EXTRACT ::

A stroke taught me that life is a gift

By: Agustin (Uruguay)

To begin with, I had gotten a scholarship at the best university in the country, and I went to Montevideo from Salto, my hometown in Uruguay. I left for the capital at 18 years of age. So there I was, alone, and in my little flat. I was independent.

I was studying for some exams when a headache suddenly hit me, without any warning. I took an ibuprofen and went to sleep knowing that I had studied enough. The next day, July 31, 2015, I woke up at dawn and noticed something strange. I couldn’t move my right arm, and that’s when the fight began. I moved from my bed noticing that I couldn’t move my right leg either. At that time I was already throwing up and passing out, I would wake up, move around a bit and I would pass out and throw up again. I climbed into a chair and collapsed. I moved to a desk and climbed up, and I collapsed too. To survive I had to get to the door and wait for someone to hear me. However, there was a problem -I was left speechless, I couldn’t talk, no one could hear my cries for help.

Lo and behold, my mother had called at night, and I was sleeping. The morning that I was having the stroke she called again, and called, and called, and called. She had my doorman’s cell phone so she called him. The doorman told her that I had come home the night before alone and that he would go up to see if everything was okay.

I was not going to let my future cease to exist, and I tapped a dresser with my left hand to see if anyone could hear me. The doorman heard a faint noise and was scared. Those maternal senses, those gatekeeper senses, and my lack of response, all caused them to knock the door down. There I was, unable to say anything, with my eyes wide open, I was completely conscious. I remember that some policemen came, they asked me for my ID, and I pointed my eyes at where my document was, with a half laugh, in the midst of despair. My cousin arrived, and when I saw her I felt relieved, and I fainted again knowing that a relative was finally there with me.

WORK INSTRUCTION 1 ::
Answer these questions about the stroke account:
(a) To which city did the writer move for university?
(b) On what date did the writer wake up unable to move the right arm?
(c) What did the writer tap with the left hand so someone might hear?
WORK INSTRUCTION 2 :: Return the part of the stroke account that opens with the words containing "To begin with, I" and closes with "I was independent.".
The records are separate material and have nothing to do with the account.

PROVIDED MATERIAL ::
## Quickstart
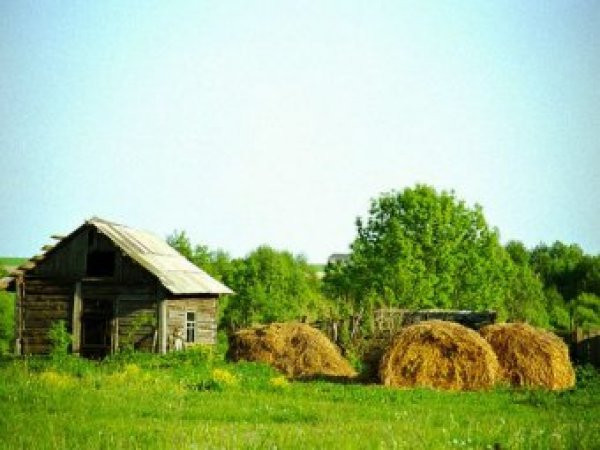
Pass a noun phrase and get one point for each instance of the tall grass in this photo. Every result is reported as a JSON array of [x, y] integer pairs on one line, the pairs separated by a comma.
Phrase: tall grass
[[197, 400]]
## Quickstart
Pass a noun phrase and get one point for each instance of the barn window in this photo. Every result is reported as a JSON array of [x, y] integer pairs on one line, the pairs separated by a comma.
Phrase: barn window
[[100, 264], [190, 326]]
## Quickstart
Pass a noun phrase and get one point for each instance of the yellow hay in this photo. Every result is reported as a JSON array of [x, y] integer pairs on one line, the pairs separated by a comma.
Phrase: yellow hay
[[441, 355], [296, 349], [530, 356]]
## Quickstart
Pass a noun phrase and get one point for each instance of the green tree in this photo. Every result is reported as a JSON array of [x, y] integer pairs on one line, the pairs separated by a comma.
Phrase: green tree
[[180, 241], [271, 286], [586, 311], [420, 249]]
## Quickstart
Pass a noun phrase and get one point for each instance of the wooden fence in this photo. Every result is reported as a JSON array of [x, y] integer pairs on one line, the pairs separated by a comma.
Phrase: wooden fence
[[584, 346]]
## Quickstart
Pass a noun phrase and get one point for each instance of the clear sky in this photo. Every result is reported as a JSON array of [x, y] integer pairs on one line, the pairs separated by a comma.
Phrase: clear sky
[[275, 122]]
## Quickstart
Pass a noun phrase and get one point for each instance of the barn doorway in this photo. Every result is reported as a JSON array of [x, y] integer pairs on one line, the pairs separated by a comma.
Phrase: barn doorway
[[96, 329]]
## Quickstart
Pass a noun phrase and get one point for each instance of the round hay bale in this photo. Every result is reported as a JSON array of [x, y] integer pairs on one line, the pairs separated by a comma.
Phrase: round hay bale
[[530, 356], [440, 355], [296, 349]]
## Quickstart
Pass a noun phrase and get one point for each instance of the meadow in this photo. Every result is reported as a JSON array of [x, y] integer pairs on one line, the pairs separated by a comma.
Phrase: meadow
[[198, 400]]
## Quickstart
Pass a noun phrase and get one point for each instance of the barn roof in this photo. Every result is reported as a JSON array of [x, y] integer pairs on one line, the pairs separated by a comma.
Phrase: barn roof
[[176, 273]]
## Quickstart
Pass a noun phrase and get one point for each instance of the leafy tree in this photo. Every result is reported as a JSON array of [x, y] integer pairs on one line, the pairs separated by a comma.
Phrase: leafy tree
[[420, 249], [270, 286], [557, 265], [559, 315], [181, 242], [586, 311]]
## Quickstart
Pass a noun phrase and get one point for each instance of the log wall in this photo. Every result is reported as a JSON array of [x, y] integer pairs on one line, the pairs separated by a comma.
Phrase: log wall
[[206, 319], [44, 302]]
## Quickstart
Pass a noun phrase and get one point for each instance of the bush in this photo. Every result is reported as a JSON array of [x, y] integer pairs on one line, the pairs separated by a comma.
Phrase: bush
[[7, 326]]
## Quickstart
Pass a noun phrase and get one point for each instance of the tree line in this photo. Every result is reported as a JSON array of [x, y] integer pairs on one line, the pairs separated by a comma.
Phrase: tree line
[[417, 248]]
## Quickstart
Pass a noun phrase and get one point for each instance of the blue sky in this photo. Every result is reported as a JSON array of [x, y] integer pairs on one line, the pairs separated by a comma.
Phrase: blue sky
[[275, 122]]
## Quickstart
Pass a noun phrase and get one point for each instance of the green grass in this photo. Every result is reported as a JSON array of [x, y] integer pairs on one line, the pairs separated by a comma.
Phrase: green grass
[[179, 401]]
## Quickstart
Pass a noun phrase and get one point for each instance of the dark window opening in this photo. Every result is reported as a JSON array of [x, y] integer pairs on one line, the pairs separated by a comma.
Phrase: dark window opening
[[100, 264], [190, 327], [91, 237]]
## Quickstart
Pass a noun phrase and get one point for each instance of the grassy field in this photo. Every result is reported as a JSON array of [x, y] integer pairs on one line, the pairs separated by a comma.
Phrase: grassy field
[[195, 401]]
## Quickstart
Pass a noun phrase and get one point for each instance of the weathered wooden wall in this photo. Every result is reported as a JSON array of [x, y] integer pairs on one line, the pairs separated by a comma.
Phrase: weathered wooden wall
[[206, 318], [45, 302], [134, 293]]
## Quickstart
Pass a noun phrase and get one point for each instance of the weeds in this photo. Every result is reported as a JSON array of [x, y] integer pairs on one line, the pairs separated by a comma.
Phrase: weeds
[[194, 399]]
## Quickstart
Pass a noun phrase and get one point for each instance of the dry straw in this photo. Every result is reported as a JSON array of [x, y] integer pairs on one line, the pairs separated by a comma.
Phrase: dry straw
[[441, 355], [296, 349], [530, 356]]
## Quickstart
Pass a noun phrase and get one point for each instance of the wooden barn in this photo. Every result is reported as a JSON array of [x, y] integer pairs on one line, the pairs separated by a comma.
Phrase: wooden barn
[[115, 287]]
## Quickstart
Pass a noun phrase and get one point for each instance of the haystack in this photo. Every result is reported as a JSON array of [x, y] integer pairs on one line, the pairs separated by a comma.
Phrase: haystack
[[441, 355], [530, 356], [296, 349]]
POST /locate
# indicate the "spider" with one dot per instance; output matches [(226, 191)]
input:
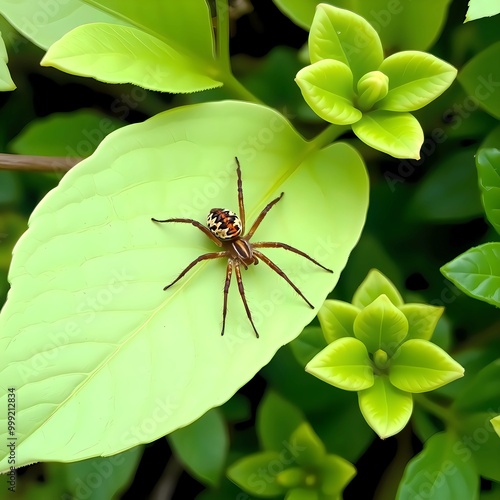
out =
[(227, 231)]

TASK OUTPUT 1 ::
(a) Montevideo
(b) July 31, 2015
(c) A dresser

TASK OUTPUT 2 ::
To begin with, I had gotten a scholarship at the best university in the country, and I went to Montevideo from Salto, my hometown in Uruguay. I left for the capital at 18 years of age. So there I was, alone, and in my little flat. I was independent.